[Data in this exercise Boundary: Start]

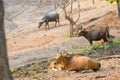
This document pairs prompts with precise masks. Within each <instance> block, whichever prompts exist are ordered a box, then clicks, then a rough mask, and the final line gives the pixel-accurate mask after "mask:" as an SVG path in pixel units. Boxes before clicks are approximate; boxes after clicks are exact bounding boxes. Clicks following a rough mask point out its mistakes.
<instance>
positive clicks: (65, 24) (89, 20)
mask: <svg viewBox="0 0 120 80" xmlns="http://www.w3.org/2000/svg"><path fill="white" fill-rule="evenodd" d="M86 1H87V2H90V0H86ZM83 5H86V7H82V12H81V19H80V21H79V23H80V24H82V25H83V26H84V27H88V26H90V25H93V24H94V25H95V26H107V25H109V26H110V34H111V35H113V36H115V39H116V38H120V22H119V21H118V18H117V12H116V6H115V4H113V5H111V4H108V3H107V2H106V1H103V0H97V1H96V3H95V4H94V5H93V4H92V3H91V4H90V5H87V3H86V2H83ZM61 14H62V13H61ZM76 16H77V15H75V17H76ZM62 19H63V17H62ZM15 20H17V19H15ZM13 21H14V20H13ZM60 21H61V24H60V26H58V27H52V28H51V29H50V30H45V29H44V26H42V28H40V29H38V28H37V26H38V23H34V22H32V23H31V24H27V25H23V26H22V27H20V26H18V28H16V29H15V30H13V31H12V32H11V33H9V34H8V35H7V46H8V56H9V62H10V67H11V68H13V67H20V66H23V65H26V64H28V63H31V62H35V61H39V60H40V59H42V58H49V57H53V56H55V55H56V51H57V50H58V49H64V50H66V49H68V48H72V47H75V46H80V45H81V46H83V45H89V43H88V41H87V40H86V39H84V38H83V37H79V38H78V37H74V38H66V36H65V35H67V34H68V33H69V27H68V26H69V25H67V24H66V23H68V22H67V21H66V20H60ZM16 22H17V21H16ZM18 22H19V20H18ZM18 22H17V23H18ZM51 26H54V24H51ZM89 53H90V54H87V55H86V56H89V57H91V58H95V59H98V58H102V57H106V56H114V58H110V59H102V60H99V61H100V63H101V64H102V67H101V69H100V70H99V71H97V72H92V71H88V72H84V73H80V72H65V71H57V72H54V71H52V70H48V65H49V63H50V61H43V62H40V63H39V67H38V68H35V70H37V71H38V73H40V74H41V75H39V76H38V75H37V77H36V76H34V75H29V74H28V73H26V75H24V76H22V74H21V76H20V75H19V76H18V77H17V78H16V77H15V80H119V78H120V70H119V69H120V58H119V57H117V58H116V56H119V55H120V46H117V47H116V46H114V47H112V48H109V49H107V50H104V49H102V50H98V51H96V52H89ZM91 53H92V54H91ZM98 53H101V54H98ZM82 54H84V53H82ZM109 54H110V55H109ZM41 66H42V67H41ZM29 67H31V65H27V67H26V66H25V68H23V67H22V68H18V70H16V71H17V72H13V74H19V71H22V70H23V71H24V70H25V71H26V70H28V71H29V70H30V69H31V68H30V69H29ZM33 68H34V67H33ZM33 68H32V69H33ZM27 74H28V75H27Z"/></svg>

[Data in this exercise Boundary: End]
[Data in this exercise Boundary: Start]

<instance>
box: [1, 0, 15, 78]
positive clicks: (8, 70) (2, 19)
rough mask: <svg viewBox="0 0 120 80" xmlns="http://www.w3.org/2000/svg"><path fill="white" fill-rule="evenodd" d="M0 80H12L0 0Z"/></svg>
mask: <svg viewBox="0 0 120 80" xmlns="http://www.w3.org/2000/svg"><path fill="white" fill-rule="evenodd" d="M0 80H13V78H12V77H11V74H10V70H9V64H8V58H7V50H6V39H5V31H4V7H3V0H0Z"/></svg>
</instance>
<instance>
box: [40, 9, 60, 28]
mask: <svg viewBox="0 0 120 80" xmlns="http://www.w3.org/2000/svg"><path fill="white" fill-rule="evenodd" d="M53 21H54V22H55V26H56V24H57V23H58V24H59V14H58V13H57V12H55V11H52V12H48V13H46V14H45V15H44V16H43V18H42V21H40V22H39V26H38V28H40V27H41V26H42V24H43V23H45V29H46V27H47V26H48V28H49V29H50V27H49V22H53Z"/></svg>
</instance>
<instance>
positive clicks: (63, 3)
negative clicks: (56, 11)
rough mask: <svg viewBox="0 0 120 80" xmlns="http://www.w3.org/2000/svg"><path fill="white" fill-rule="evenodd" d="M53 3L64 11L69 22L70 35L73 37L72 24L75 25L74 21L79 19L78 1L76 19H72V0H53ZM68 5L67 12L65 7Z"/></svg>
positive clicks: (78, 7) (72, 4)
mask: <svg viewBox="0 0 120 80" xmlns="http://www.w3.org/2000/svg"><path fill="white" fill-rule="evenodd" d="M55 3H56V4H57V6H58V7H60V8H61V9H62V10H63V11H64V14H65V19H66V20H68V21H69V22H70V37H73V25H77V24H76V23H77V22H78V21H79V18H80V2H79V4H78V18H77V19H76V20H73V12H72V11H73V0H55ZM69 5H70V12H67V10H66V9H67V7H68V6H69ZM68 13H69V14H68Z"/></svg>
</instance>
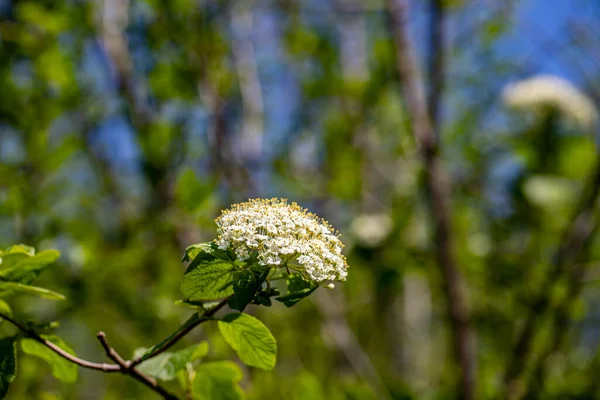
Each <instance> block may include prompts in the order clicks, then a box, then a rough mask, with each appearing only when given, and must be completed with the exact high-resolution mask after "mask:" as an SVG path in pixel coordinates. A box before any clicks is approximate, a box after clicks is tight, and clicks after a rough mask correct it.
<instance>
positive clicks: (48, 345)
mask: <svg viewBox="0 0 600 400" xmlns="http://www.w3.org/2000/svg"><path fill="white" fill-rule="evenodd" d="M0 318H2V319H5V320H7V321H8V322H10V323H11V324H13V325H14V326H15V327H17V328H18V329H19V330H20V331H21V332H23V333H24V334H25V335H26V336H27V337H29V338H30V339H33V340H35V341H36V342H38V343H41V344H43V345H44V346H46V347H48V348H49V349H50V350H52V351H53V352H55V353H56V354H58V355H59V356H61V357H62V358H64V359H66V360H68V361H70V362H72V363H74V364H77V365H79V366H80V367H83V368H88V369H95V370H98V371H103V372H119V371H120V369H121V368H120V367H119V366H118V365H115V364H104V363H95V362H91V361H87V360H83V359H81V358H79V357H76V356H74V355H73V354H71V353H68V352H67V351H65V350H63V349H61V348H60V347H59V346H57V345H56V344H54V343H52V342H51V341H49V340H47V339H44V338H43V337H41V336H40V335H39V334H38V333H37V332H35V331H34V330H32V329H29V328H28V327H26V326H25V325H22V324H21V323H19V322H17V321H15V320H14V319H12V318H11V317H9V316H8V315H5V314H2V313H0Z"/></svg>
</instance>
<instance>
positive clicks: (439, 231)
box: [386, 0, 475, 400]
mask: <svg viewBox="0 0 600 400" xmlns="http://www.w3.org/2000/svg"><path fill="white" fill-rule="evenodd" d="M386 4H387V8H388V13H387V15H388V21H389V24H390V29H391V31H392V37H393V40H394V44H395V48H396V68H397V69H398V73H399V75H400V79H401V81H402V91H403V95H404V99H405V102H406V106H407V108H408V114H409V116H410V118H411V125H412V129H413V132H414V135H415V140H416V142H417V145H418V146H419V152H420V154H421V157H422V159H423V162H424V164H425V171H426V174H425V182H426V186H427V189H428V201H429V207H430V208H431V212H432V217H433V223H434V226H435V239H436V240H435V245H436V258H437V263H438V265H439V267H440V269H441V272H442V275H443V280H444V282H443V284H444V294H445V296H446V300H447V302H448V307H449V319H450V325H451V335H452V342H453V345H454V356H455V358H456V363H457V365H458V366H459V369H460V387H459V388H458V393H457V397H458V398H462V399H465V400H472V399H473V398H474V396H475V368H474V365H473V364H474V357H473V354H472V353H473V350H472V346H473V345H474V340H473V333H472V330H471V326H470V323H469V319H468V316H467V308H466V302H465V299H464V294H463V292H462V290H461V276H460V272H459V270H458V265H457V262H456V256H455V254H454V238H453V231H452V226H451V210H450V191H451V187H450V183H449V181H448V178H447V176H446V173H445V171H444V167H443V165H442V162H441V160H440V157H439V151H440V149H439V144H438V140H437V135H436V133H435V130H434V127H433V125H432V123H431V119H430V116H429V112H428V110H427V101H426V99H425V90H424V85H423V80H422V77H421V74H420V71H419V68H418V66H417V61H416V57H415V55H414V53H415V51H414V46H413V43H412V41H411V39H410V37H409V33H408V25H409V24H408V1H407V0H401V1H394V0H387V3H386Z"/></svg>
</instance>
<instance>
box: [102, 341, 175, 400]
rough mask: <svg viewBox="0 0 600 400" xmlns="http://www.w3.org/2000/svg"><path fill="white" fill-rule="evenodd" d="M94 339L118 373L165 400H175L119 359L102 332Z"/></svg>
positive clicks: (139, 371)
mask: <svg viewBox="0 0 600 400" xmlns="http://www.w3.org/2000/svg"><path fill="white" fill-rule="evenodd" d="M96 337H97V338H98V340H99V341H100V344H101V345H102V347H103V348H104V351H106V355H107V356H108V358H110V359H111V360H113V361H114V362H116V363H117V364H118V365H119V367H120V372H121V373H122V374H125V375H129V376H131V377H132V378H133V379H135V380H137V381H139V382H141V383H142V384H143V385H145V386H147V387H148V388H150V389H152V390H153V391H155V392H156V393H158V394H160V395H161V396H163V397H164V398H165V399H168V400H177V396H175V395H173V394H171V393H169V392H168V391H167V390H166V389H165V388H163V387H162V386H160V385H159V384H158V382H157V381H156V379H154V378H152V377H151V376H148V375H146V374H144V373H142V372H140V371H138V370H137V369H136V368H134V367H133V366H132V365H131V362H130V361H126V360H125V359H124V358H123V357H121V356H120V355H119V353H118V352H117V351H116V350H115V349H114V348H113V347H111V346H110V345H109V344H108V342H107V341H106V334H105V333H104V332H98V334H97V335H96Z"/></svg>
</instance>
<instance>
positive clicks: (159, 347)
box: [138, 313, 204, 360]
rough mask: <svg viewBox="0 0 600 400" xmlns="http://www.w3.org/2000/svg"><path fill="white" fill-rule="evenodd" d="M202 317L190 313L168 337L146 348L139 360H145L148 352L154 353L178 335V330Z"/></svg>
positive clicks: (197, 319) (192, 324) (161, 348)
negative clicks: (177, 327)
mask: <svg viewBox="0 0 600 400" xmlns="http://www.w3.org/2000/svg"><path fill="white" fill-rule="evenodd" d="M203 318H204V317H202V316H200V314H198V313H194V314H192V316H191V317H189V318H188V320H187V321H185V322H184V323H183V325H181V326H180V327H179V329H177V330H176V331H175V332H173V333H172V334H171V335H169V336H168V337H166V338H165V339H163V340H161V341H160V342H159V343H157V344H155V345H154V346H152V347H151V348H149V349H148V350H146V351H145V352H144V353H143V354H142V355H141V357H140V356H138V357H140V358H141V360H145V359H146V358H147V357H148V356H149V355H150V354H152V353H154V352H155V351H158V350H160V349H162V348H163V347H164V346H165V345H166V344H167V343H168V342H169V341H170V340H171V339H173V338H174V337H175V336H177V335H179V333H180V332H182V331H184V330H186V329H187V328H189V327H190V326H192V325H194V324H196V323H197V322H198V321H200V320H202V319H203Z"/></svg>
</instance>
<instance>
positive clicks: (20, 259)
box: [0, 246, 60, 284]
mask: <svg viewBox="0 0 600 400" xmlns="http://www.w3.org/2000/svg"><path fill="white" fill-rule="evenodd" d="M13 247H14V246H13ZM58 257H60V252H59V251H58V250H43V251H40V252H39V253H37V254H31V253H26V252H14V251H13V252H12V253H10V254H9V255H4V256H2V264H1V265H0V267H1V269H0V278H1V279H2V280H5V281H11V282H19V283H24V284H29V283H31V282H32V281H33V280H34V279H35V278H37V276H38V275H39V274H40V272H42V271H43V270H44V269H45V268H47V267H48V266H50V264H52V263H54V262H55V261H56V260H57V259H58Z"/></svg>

[Data in this exercise Boundary: End]
[Data in this exercise Boundary: Start]

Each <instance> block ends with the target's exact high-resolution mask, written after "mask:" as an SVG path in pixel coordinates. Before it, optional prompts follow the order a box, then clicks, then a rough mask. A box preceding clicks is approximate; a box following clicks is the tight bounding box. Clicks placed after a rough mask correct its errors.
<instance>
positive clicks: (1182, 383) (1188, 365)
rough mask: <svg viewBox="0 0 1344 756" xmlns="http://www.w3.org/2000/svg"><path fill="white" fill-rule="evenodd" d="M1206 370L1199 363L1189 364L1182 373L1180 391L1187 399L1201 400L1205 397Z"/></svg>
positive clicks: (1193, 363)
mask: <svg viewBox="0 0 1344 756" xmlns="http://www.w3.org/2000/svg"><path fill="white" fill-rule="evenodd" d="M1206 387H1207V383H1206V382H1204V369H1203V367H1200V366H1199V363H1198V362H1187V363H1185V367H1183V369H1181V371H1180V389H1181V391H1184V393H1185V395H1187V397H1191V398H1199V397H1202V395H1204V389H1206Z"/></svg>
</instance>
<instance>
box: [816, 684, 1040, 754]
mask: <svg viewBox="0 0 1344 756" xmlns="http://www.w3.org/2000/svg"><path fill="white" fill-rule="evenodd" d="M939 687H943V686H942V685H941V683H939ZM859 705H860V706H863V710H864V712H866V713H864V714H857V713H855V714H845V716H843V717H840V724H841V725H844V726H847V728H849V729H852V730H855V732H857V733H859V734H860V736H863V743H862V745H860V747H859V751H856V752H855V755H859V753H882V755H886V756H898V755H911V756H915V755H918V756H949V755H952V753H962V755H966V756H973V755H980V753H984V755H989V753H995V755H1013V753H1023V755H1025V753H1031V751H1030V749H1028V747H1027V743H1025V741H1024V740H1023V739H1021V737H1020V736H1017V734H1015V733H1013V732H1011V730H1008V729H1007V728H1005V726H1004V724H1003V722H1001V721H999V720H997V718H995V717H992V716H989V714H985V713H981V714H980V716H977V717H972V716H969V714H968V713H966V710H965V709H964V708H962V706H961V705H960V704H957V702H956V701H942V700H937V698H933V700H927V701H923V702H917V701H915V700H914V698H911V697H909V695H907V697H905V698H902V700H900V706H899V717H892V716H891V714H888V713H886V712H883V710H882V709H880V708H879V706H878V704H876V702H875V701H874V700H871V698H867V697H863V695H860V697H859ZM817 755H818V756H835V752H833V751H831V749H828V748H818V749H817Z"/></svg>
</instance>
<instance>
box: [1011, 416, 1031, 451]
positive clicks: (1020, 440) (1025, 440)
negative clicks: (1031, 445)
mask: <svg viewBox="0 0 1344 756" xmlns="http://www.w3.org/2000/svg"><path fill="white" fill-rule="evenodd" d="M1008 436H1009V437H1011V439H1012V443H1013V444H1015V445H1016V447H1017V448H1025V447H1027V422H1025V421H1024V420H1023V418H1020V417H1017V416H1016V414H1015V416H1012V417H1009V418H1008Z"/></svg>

[Data in this exercise Boundary: End]

To-do item = Extract each line of the data above that contains the string "negative", treating uppercase and lowercase as distinct.

Task solution =
negative clicks: (56, 11)
negative clicks: (177, 327)
negative clicks: (1031, 445)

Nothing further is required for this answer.